Data to use:
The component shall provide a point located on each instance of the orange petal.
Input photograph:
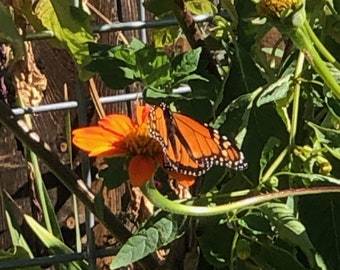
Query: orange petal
(141, 170)
(184, 180)
(97, 141)
(118, 124)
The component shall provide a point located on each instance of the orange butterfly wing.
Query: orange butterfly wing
(190, 147)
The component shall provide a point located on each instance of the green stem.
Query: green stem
(151, 192)
(69, 179)
(301, 39)
(274, 165)
(295, 110)
(319, 45)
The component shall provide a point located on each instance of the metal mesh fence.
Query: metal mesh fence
(91, 253)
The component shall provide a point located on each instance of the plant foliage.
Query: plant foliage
(269, 79)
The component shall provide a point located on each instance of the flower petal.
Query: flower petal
(140, 170)
(118, 124)
(97, 141)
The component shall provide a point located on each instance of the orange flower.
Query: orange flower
(118, 135)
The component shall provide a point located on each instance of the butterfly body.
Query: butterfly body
(190, 147)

Task item: Retype the data above exactly, dropping every picture.

Answer for the task:
The component shall provide a point located on each instance of the orange petal.
Input photograph:
Query: orange petal
(141, 170)
(184, 180)
(97, 141)
(118, 124)
The component shall provide a point located on each instance of the orange butterfly wing.
Query: orange butterfly wing
(190, 147)
The component shall provide a point located on each instance of the green stem.
Query: green stem
(151, 192)
(69, 179)
(301, 39)
(274, 165)
(295, 110)
(319, 45)
The component shall provide a point located on each instance of the metal mesh fence.
Query: metal mesh fence
(91, 253)
The component shall provide a point located on each instance of the plant foliage.
Query: plant foliage
(269, 79)
The component shall provide a point located on each instance of the flower petal.
Query: flower petal
(140, 170)
(118, 124)
(97, 141)
The component shall provide a point located on each instance of the orange flower.
Query: orange flower
(118, 135)
The component shall provide a point located on each instance of the butterfly body.
Query: butterfly body
(190, 147)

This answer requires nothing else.